--- Trecho selecionado ---
——
No entanto, essa macrotendência contrasta com a preocupação com o desperdício. Ou seja, existe um trade-off entre fazer porções individuais e aumentar a quantidade de embalagens descartadas no meio ambiente. Para as tribos que se preocupam com sustentabilidade e conservação ambiental, isso realmente pode pesar na consciência. No entanto, existem tribos que estão mais preocupadas com a praticidade e conveniência. Neste contexto, a fragmentação do mercado volta a ser relevante, já que atenderá melhor à demanda, a empresa que identificar melhor a tribo a que seu produto se destina.
——
--- Dados listados ---
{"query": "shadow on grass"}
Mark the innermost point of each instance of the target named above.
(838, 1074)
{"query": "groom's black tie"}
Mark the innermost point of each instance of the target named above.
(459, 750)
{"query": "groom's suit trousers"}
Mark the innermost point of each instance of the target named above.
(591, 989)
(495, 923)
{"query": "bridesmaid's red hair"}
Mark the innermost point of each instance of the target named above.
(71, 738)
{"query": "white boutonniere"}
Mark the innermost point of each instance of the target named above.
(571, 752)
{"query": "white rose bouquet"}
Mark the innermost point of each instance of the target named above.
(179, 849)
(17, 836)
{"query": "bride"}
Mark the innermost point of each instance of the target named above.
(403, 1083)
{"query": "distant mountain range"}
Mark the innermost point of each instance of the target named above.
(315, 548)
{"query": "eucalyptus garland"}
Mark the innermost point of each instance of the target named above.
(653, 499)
——
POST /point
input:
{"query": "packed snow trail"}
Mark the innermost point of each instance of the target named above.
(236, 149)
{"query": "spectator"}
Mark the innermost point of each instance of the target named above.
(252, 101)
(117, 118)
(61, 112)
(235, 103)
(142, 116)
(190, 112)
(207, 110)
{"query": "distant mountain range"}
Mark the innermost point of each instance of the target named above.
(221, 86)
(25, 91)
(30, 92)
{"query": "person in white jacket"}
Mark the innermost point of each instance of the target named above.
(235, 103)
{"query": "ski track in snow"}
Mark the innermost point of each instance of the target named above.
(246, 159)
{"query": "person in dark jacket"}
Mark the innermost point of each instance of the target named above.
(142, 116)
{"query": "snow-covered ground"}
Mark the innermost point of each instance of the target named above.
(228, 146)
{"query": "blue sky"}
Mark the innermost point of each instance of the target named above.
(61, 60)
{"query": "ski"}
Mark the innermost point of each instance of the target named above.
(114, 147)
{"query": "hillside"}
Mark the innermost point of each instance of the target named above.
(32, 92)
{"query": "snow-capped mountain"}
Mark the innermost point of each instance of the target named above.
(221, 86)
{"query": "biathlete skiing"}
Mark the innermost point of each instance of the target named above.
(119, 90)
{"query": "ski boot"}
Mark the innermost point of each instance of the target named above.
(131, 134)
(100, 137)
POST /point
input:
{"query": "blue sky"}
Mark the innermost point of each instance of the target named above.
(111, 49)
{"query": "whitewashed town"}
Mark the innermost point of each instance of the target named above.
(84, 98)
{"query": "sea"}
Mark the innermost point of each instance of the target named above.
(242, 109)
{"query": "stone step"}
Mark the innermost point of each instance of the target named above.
——
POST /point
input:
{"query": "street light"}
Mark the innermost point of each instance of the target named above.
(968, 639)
——
--- Item da tarefa ---
Por favor, responda: segundo o trecho selecionado, qual empresa atenderá melhor à demanda?

--- Resultado ---
A empresa que identificar melhor a tribo a que seu produto se destina.